## [Exercise brief]
This calls for a verbatim copy of all the data, with no images carried over.

## [Source data]

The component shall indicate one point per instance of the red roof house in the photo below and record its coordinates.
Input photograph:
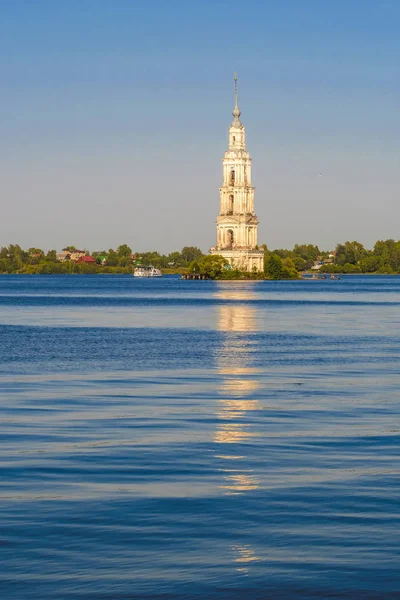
(86, 259)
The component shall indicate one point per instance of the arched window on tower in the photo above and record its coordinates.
(230, 205)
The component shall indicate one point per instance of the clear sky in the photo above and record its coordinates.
(115, 117)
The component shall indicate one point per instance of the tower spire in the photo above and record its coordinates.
(236, 111)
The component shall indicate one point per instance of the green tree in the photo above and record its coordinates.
(210, 266)
(124, 251)
(112, 258)
(190, 253)
(274, 267)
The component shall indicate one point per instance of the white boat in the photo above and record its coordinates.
(147, 272)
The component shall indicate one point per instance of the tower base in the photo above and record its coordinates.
(243, 259)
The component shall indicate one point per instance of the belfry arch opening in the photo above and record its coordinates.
(229, 238)
(230, 204)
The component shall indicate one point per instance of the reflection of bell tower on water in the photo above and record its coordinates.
(237, 221)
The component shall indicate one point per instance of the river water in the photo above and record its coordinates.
(179, 439)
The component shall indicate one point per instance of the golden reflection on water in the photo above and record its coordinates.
(238, 385)
(239, 381)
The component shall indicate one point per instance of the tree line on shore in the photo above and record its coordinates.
(350, 257)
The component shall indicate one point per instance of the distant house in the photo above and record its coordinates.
(89, 260)
(73, 255)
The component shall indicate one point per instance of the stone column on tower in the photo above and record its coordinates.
(237, 221)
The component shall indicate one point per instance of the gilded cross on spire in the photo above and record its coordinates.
(236, 111)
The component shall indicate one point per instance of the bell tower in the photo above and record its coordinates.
(237, 221)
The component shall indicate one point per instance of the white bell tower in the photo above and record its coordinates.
(237, 221)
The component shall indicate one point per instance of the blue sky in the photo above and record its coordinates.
(115, 117)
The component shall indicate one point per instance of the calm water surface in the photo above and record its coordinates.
(171, 439)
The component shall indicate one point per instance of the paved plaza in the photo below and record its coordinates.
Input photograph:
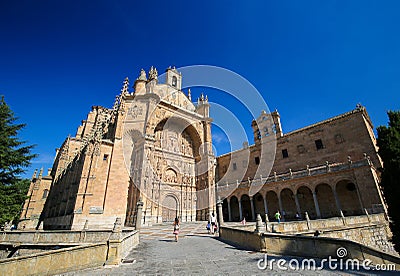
(196, 253)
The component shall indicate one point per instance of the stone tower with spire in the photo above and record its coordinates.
(152, 146)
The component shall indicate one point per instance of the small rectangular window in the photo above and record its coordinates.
(318, 144)
(301, 149)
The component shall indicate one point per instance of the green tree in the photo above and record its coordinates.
(389, 150)
(14, 157)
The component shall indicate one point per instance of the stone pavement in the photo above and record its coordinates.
(196, 253)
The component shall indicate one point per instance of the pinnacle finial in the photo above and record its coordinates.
(153, 74)
(125, 87)
(34, 174)
(142, 75)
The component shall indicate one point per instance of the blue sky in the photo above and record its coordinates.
(309, 59)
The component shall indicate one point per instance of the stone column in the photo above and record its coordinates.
(259, 225)
(240, 210)
(296, 200)
(114, 254)
(253, 215)
(229, 209)
(316, 205)
(265, 205)
(336, 199)
(220, 214)
(139, 208)
(359, 198)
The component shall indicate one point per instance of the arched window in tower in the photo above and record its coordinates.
(174, 81)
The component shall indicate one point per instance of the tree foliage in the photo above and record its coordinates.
(389, 150)
(14, 157)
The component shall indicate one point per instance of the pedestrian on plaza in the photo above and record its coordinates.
(176, 228)
(213, 221)
(278, 216)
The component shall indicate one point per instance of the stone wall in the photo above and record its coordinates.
(99, 248)
(56, 261)
(303, 246)
(65, 237)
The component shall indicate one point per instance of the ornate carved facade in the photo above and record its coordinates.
(153, 146)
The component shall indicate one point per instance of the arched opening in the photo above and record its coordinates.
(174, 81)
(246, 207)
(258, 201)
(235, 208)
(326, 200)
(306, 202)
(288, 204)
(272, 204)
(348, 198)
(45, 193)
(169, 208)
(225, 212)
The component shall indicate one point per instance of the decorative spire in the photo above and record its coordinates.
(153, 74)
(34, 174)
(116, 103)
(125, 87)
(142, 75)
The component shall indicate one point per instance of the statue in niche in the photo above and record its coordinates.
(153, 74)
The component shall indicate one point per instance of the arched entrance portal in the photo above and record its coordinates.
(170, 208)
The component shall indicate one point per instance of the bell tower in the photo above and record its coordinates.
(174, 78)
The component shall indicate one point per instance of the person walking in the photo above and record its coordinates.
(176, 228)
(278, 216)
(213, 221)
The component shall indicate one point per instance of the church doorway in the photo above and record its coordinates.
(170, 208)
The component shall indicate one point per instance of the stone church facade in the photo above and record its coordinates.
(155, 147)
(327, 169)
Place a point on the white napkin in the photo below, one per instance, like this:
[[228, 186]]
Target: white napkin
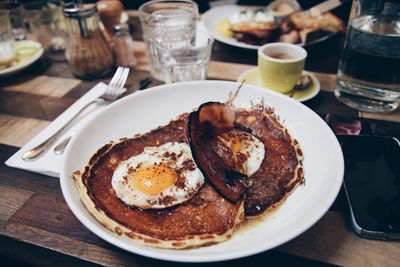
[[50, 163]]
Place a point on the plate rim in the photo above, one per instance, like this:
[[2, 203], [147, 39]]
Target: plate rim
[[103, 233]]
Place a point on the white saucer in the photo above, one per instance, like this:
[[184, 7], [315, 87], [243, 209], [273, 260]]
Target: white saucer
[[252, 77], [28, 52]]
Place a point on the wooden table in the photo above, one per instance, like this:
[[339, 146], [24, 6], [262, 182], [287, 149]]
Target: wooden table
[[38, 228]]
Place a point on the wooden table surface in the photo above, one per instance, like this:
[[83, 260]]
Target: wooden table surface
[[38, 228]]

## [Task result]
The component shall indicate one point per instance of the red roof house in the photo below and record its coordinates.
Input photograph:
(86, 259)
The component shall indicate one point per instance of the arched window on tower in the photo above and record its coordinates.
(230, 205)
The component shall indicate one point per instance of the clear sky in the photo above and record its coordinates.
(115, 117)
The component shall indicate one point per instance of the tower spire in the photo above and record its coordinates.
(236, 111)
The component shall indicate one point per instance of the green tree in the photo above and record its coordinates.
(210, 266)
(124, 251)
(112, 258)
(190, 253)
(274, 267)
The component shall indicate one point per instance of the white boat in the photo above and record its coordinates.
(147, 272)
The component shall indicate one point per instance of the tower base in the photo above and record its coordinates.
(243, 259)
The component shall indicate one point per instance of the belfry arch opening in the photo above and record its coordinates.
(229, 238)
(230, 204)
The component shall indicate one point per instance of the reflection of bell tower on water in the photo above and record its coordinates.
(237, 221)
The component shall indicate one point per instance of the river water in the photo above and record its coordinates.
(179, 439)
The component shall indicate one point per instance of the golden reflection on water in the photo above and record its coordinates.
(238, 385)
(239, 381)
The component shall indicate one point per instance of the tree line on shore in the photo above and record its coordinates.
(350, 257)
The component shall indicate one point per instance of the distant house in the photo above and record its coordinates.
(89, 260)
(73, 255)
The component shall indicate one point per instance of the stone column on tower in the photo above and record its coordinates.
(237, 221)
The component shall indicate one point per instance of the gilded cross on spire in the photo above and record its coordinates.
(236, 111)
The component shall indicate one point per instance of the bell tower in the photo above and record its coordinates.
(237, 221)
The component shall indicate one point per instance of the white bell tower in the photo above and record its coordinates.
(237, 221)
The component shall indicate one point per instance of the blue sky in the photo above and record its coordinates.
(115, 117)
The component shall indicate one point per instance of the calm water surface in the photo above and record its coordinates.
(171, 439)
The component shall indicate one point per instance of the paved plaza in the photo below and record its coordinates.
Input photograph:
(196, 253)
The component shall indicate one point per instance of the stone tower with spire in the photo above and record its coordinates.
(152, 146)
The component shall indicate one point per instance of the small rectangular window in the photo above and record its coordinates.
(318, 144)
(301, 149)
The component shall indicate one point per instance of the green tree in the photo above and record its coordinates.
(389, 150)
(14, 157)
The component shall indicate one point per instance of the stone pavement in the photo above and record its coordinates.
(196, 253)
The component shall indicate one point per instance of the pinnacle finial in the photo above and record its coordinates.
(153, 74)
(125, 87)
(34, 174)
(142, 75)
The component shall indicate one point per instance of the blue sky in the photo above and record its coordinates.
(309, 59)
The component shall indicate one point per instance of the stone column in the photo above and record its coordinates.
(259, 225)
(240, 210)
(296, 200)
(114, 254)
(253, 215)
(229, 209)
(316, 205)
(265, 205)
(336, 199)
(220, 214)
(139, 208)
(359, 198)
The component shall indicate one point per instance of the arched window in tower in the photo above and record its coordinates.
(174, 81)
The component shall indicate one point per instance of the tree foliage in the photo above and record its coordinates.
(389, 150)
(14, 157)
The component shall indicate one point per instance of the pedestrian on plaza in the photo above and record its coordinates.
(176, 228)
(213, 221)
(278, 216)
The component shall indicate one point per instance of the stone wall in the photo above and record its coordinates.
(99, 248)
(56, 261)
(303, 246)
(65, 237)
The component shall indicate one point per instance of the ornate carved facade in the photo above and record its coordinates.
(153, 146)
The component shall indicate one point per instance of the arched opening in the photo above and record its coordinates.
(174, 81)
(246, 207)
(258, 201)
(235, 208)
(326, 200)
(306, 202)
(288, 204)
(272, 204)
(348, 198)
(45, 193)
(169, 208)
(225, 212)
The component shall indicate one point per instance of the decorative spire in the photo above and record its coordinates.
(153, 74)
(34, 174)
(116, 103)
(125, 87)
(142, 75)
The component shall indicate one point per instance of the statue in niche in the photo above and record its coordinates.
(153, 74)
The component shall indicate one point per instance of the arched entrance portal in the photo above and record its coordinates.
(170, 208)
The component shall indicate one point per instance of the bell tower in the photo above and record its coordinates.
(174, 78)
The component shall indicate one point per instance of the person walking in the photo above and record its coordinates.
(176, 228)
(278, 216)
(213, 221)
The component shall indicate one point per instance of the church doorway in the photo above and record its coordinates.
(170, 208)
The component shall indicate one point per instance of the stone church facade in the photo above and record its coordinates.
(155, 147)
(327, 169)
Place a point on the white napkin in the photo below, one per instance, like this:
[[228, 186]]
Target: white napkin
[[50, 163]]
Place a point on the plate rim in the photo above, one per instance, like this:
[[2, 203], [147, 39]]
Target: plate rim
[[103, 233]]
Place a point on the white saucer in the photo above, one per instance, like this:
[[184, 7], [315, 87], [243, 209], [273, 260]]
Target: white saucer
[[252, 77], [28, 52]]
Place a point on the wooden table in the photo above, one per instance, like this:
[[339, 146], [24, 6], [262, 182], [287, 149]]
Target: wooden table
[[38, 228]]
Place a point on the wooden table surface in the photo above, one per instance, like this:
[[83, 260]]
Target: wooden table surface
[[38, 228]]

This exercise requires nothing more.